§ **Jobs**
1. In the post about fraud and nonbank payment systems, which organization commissioned the paper?
2. Reproduce word for word the part of the post about fraud and nonbank payment systems that opens with "I also became" and closes with "to be rebalanced.".

§ **Selected passage**
_ _ _ _

2007-05-12 Thread Steve Schear
[Read the paper here: 
http://www.cl.cam.ac.uk/%7Erja14/Papers/nonbanks.pdf  Very interesting 
stuff, but not likely new to most here.]



The Federal Reserve commissioned me to research and write a
paper on fraud, risk and nonbank payment systems. I found that
phishing is facilitated by payment systems like eGold and Western
Union which make the recovery of stolen funds more difficult.
Traditional payment systems like cheques and credit card payments
are revocable; cheques can bounce and credit card charges can be
charged back. However some modern systems provide irrevocability
without charging an appropriate risk premium, and this attracts
the bad guys. (After I submitted the paper, and before it was
presented on Friday, eGold was indicted.)

I also became convinced that the financial market controls used
to fight fraud, money laundering and terrorist finance have
become unbalanced as they have been beefed up post-9/11. The
modern obsession with 'identity' - of asking even poor people
living in huts in Africa for an ID document and two utility
bills before they can open a bank account - is not only ridiculous
and often discriminatory. It's led banks and regulators to take
their eye off the ball, and to replace risk reduction with due
diligence.

In real life, following the money is just as important as following
the man. It's time for the system to be rebalanced.

_ _ _ _

§ **Data records**
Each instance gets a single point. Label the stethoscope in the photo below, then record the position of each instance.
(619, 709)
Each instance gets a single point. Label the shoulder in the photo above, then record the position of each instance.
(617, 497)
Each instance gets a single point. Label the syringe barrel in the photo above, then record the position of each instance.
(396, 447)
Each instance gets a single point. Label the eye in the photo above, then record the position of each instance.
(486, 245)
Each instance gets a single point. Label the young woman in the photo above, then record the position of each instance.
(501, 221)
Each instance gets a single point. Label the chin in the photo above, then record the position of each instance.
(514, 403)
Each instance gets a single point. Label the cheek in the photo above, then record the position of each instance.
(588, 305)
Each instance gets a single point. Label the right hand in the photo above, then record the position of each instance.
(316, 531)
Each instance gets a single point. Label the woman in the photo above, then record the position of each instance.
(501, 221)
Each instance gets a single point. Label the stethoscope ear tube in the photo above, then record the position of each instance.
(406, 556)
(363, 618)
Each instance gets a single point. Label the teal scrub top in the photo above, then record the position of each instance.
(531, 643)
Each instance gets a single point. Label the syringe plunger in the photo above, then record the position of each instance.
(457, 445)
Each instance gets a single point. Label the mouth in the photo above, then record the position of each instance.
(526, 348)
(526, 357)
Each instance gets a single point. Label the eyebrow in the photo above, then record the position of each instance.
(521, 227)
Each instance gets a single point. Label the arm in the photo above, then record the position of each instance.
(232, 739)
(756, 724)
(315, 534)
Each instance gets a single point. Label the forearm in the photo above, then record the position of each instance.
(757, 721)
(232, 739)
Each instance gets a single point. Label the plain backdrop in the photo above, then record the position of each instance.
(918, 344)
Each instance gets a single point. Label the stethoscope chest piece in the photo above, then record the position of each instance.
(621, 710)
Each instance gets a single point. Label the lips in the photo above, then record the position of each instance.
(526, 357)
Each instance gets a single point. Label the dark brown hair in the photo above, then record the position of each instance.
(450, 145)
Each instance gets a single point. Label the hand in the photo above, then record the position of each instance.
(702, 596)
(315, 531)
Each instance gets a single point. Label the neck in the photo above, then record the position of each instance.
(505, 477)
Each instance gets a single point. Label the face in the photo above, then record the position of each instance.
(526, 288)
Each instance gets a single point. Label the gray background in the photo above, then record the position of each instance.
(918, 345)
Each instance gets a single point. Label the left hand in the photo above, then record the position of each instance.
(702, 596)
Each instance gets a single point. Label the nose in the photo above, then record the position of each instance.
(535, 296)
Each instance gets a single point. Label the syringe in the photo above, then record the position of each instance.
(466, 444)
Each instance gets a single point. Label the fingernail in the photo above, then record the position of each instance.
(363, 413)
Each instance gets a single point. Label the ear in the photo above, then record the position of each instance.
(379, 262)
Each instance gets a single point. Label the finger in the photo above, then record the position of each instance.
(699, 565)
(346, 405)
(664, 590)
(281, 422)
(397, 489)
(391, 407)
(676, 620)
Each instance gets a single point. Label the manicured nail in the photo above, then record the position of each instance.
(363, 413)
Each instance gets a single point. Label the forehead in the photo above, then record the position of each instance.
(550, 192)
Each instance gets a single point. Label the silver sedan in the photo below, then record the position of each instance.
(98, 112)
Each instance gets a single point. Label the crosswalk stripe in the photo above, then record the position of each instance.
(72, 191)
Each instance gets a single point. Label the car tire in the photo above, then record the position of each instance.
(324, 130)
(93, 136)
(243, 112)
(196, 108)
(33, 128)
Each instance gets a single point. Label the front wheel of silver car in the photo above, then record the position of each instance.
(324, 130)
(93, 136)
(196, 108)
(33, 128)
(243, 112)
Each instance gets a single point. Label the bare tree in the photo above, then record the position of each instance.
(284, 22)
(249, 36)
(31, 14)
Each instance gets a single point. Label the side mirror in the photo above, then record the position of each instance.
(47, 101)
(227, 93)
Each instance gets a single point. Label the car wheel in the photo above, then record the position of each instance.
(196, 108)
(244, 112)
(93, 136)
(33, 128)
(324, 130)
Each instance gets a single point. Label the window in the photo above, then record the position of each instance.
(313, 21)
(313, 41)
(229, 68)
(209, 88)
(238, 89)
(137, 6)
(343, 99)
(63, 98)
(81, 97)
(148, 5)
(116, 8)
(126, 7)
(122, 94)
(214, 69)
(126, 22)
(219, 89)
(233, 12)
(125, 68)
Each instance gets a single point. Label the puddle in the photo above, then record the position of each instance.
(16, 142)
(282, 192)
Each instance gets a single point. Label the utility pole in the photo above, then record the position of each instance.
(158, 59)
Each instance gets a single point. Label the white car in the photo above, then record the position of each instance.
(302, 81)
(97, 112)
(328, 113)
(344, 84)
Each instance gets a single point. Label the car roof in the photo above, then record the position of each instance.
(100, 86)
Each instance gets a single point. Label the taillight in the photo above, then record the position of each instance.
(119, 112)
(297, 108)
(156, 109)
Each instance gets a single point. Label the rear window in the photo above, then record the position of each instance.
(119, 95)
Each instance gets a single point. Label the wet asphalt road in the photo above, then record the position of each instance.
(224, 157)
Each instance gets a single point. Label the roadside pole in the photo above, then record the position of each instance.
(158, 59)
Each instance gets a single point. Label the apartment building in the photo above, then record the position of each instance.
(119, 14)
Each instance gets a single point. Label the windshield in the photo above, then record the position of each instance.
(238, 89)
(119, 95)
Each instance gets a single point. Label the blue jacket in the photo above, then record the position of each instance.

_ _ _ _

§ **Task-by-task results**
1. The Federal Reserve

2.
I also became convinced that the financial market controls used
to fight fraud, money laundering and terrorist finance have
become unbalanced as they have been beefed up post-9/11. The
modern obsession with 'identity' - of asking even poor people
living in huts in Africa for an ID document and two utility
bills before they can open a bank account - is not only ridiculous
and often discriminatory. It's led banks and regulators to take
their eye off the ball, and to replace risk reduction with due
diligence.

In real life, following the money is just as important as following
the man. It's time for the system to be rebalanced.